» **Texto fornecido**

<<<<

O artigo ‘
Quando os seres humanos tremem‘, publicado neste Observatório em 29/3/2011, escrito por Michelson Borges, muito me intrigou. Nosso articulista se pauta pela bíblia e suas pseudo-profecias a fim de justificar as catástrofes naturais, como terremotos. De início, temos de entender que a questão das ‘profecias’ não trata de profecias propriamente ditas, mas de um discurso dirigido a pessoas de sua época acerca de fatos de sua época ou de épocas passadas.
Os exemplos mais emblemáticos são o Livro de Daniel e o Livro de Isaías, no Velho Testamento, e o Livro do Apocalipse, no Novo Testamento. Vejamos de que trata a literatura apocalíptica. Esta forma de literatura surgiu por volta do século II a.C., contra o rei Antioco IV, o qual queria pela força que judeus adotassem a cultura grega. Já o cativeiro da Babilônia foi por volta do século VII ou VI a.C., quando o rei era Nabucodonosor e o suposto Daniel teria vivido. Uma das maiores impropriedades desse livro é dizer que o rei Dario era medo, em vez de persa, e de haver muitas transcrições em grego no livro, sendo que o gênero literário e forma de escrever o remete realmente ao século II a.C.

>>>>

» **Linhas fornecidas**
<<<<

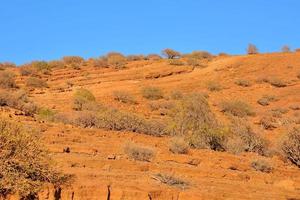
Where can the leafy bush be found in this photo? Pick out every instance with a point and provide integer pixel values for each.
(7, 80)
(25, 166)
(124, 97)
(36, 83)
(138, 152)
(243, 83)
(171, 54)
(252, 49)
(82, 97)
(237, 108)
(290, 146)
(152, 93)
(262, 165)
(178, 145)
(213, 86)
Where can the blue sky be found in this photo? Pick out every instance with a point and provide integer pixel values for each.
(49, 29)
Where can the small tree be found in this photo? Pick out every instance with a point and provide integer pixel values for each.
(252, 49)
(171, 54)
(285, 49)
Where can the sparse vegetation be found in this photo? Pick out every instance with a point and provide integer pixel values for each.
(124, 97)
(152, 93)
(243, 83)
(138, 152)
(262, 165)
(171, 54)
(25, 166)
(34, 82)
(213, 86)
(290, 146)
(237, 108)
(178, 145)
(7, 80)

>>>>

» **Problemas**
a – Traduza para o inglês esta frase do texto fornecido: "Os exemplos mais emblemáticos são o Livro de Daniel e o Livro de Isaías, no Velho Testamento, e o Livro do Apocalipse, no Novo Testamento."
b – Transcreva do texto fornecido o trecho começando em "Os exemplos mais" e seguindo até "ao século II a.C.".

» **Respostas por tarefa**
a – The most emblematic examples are the Book of Daniel and the Book of Isaiah, in the Old Testament, and the Book of Revelation, in the New Testament.

b –
Os exemplos mais emblemáticos são o Livro de Daniel e o Livro de Isaías, no Velho Testamento, e o Livro do Apocalipse, no Novo Testamento. Vejamos de que trata a literatura apocalíptica. Esta forma de literatura surgiu por volta do século II a.C., contra o rei Antioco IV, o qual queria pela força que judeus adotassem a cultura grega. Já o cativeiro da Babilônia foi por volta do século VII ou VI a.C., quando o rei era Nabucodonosor e o suposto Daniel teria vivido. Uma das maiores impropriedades desse livro é dizer que o rei Dario era medo, em vez de persa, e de haver muitas transcrições em grego no livro, sendo que o gênero literário e forma de escrever o remete realmente ao século II a.C.